▶ _Work required_
Copy every line of the entries that has the string "below" in it.

◇ ◇ ◇ ◇ ◇

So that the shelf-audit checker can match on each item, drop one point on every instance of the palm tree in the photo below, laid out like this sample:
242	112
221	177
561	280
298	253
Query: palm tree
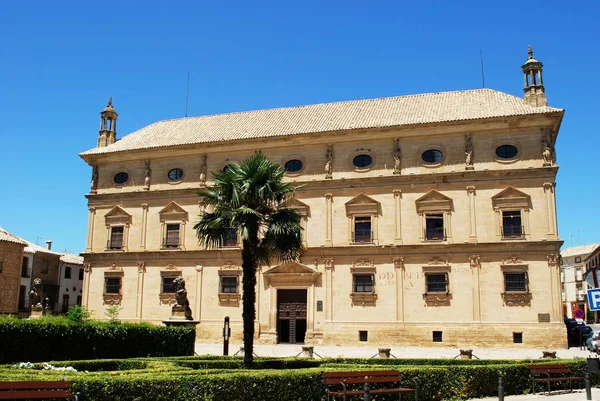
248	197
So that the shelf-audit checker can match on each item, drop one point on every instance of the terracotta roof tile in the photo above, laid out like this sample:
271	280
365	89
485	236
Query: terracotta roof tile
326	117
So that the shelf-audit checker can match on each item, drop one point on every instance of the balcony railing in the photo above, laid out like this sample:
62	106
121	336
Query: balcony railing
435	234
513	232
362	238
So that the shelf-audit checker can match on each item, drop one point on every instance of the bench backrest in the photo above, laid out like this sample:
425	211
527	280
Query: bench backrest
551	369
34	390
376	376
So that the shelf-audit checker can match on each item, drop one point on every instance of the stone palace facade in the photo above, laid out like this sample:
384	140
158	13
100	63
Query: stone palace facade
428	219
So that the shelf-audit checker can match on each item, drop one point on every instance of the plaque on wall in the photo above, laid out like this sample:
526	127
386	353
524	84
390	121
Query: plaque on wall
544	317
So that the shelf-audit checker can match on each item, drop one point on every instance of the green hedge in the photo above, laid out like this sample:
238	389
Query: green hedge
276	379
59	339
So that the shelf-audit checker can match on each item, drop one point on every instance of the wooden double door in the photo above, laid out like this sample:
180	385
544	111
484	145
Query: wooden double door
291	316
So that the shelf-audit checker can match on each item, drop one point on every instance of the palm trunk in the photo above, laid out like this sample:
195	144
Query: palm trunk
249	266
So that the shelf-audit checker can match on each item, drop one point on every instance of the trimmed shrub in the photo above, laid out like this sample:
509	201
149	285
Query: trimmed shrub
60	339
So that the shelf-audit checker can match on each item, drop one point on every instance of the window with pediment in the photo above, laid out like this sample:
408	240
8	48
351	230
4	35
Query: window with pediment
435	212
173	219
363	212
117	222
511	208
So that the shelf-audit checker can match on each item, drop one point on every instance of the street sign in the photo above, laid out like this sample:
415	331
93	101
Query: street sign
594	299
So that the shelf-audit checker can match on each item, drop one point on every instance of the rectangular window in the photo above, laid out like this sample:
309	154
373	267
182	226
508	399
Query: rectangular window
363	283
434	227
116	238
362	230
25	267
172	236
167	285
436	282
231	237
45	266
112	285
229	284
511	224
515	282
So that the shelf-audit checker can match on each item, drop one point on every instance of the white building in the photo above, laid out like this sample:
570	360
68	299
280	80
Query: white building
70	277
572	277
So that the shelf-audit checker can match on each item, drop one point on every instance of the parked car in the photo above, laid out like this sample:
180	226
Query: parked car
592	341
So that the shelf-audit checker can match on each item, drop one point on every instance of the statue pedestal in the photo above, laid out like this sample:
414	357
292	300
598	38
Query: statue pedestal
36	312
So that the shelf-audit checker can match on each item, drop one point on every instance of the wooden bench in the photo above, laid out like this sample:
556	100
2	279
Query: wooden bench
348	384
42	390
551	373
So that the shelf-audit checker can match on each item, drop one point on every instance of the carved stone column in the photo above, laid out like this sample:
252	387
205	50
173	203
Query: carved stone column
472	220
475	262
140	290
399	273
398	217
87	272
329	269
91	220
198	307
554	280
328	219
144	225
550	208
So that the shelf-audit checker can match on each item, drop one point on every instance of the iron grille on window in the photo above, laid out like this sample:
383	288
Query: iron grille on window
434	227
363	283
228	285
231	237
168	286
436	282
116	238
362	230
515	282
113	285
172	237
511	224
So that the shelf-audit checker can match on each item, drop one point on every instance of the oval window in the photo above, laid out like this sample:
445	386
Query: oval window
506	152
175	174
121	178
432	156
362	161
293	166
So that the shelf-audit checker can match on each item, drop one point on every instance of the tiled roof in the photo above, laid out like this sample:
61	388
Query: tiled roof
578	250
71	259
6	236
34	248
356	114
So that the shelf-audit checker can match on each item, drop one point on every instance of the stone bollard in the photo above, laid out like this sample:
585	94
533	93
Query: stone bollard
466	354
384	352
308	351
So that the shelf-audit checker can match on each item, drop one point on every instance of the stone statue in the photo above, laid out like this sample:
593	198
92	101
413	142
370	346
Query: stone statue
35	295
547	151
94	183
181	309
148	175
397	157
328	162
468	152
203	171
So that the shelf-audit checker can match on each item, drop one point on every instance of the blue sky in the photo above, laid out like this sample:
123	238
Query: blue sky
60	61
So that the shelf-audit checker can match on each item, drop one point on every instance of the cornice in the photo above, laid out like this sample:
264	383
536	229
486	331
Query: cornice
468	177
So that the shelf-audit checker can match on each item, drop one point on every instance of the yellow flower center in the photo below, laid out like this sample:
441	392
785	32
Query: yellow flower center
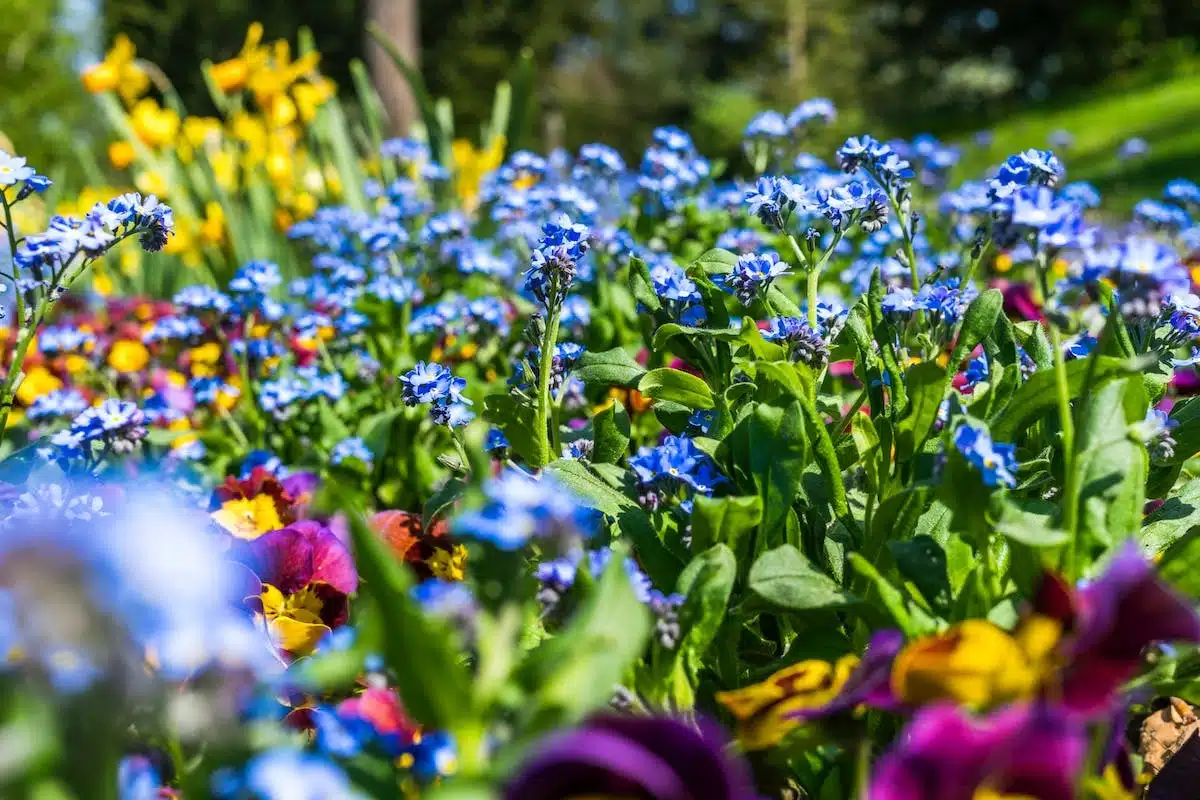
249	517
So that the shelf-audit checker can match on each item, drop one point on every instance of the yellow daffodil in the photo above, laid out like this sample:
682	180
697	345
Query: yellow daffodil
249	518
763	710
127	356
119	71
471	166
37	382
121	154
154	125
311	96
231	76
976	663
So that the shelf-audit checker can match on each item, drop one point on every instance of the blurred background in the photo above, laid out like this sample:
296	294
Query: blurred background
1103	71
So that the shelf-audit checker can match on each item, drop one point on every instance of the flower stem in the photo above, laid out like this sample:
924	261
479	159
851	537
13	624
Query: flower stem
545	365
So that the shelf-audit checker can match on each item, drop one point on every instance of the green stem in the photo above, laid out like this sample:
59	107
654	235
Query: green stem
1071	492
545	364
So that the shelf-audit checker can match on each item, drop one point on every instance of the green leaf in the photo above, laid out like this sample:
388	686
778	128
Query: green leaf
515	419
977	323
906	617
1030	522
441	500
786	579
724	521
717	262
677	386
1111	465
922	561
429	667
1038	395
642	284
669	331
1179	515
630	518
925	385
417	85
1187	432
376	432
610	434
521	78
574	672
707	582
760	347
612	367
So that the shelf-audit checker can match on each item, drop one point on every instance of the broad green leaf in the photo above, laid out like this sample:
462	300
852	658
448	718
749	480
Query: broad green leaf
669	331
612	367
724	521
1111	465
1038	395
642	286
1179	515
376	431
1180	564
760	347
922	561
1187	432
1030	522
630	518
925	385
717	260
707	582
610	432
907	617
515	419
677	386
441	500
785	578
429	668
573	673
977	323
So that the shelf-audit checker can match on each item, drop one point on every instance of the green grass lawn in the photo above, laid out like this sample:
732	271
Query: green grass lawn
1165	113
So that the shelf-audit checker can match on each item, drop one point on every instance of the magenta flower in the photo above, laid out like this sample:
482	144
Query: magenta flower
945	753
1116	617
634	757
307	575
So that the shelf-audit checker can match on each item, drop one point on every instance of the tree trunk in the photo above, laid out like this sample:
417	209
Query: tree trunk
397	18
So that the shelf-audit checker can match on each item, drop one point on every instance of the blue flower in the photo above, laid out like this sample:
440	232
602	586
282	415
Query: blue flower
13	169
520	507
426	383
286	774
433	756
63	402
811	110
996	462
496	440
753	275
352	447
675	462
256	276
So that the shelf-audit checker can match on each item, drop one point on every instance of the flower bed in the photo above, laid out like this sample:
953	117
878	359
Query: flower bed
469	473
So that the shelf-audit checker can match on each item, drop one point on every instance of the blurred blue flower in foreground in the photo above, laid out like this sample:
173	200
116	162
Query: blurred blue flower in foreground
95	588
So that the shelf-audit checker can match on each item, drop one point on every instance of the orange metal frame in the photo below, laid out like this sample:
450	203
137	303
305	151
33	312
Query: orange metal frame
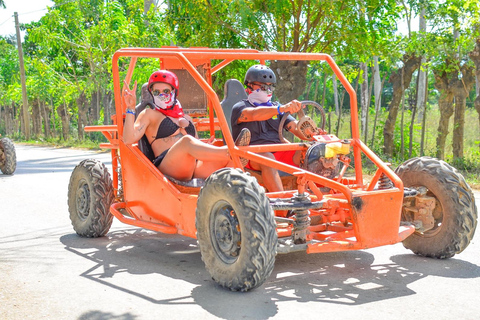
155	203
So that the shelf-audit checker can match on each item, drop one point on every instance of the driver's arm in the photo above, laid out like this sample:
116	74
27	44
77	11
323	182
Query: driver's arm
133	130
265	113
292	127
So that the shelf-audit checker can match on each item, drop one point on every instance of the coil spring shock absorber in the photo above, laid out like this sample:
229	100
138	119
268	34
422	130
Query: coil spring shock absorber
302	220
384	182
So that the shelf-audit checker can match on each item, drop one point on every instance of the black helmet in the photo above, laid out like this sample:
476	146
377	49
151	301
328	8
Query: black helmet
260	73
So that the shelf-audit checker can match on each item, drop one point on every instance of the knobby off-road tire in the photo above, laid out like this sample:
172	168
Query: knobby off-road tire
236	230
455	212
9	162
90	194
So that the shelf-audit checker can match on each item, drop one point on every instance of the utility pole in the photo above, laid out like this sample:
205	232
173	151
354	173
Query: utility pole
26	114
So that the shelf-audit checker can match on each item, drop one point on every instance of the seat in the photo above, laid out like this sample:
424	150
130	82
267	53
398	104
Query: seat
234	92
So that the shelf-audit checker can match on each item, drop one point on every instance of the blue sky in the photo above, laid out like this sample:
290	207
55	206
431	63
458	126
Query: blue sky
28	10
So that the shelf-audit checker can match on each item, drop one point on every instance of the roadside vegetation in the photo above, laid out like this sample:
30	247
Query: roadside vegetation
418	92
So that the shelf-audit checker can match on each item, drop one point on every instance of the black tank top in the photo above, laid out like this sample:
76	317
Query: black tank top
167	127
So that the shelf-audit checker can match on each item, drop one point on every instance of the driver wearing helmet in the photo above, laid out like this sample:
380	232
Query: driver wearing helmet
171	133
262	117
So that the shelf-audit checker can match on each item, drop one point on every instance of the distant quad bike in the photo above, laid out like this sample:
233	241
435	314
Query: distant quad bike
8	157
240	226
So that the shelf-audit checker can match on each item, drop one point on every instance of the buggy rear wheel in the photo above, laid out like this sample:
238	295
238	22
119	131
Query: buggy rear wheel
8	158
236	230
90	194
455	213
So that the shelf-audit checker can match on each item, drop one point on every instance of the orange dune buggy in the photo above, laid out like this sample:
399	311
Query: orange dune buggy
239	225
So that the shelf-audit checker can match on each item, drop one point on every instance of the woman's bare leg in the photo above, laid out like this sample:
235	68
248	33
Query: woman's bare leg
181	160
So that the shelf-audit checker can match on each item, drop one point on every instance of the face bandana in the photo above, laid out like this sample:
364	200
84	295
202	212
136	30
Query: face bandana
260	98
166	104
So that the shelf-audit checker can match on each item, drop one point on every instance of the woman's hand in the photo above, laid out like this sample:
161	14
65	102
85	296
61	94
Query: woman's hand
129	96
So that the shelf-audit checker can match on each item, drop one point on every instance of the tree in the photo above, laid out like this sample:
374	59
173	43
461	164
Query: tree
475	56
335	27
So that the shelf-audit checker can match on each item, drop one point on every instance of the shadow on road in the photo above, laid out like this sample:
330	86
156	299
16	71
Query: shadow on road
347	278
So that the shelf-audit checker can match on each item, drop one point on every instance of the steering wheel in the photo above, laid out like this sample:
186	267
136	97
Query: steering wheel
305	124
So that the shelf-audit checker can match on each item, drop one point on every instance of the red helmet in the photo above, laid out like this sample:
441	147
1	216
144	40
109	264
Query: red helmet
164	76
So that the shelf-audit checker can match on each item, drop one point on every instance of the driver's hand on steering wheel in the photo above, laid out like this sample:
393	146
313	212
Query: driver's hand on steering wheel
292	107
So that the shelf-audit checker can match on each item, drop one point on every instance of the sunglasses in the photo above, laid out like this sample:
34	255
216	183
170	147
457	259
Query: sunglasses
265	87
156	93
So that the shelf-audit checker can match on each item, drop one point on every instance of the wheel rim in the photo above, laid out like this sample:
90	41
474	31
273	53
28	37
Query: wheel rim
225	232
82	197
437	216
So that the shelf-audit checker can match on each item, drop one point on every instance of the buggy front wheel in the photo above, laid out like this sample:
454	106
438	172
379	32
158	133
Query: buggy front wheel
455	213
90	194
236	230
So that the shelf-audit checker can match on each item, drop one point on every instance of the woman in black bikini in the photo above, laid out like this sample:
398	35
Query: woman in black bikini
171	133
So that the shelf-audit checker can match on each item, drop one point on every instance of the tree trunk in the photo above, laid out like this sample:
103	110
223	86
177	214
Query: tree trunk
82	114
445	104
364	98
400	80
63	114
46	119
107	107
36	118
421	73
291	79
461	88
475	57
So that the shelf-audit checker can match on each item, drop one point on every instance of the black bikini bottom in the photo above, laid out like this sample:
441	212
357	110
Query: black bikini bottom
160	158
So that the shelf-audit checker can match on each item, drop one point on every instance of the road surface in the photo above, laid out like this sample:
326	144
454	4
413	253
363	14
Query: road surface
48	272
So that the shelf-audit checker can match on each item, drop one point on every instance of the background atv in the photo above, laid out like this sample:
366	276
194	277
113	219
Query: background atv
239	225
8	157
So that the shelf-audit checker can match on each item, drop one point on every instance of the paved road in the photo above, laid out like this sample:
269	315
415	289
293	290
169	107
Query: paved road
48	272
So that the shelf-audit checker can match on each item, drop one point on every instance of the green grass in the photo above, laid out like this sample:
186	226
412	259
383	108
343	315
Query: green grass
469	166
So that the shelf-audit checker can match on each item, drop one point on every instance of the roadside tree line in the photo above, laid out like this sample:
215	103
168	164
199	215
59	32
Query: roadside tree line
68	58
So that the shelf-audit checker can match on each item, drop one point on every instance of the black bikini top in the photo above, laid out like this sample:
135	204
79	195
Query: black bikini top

◇ ◇ ◇ ◇ ◇

▶ _Task response_
So that the shelf-audit checker can match on each item, drop one point on every instance of the palm tree in the photo below, laid out like this sample:
So that the shelf-audit checker can match on each item, drop one point on every instance of the yellow flower center in the photo below, laid out like this sample:
So that the shelf-audit checker can match on each item, drop one point on every instance of the orange metal frame in the photo below, laid out like this sample:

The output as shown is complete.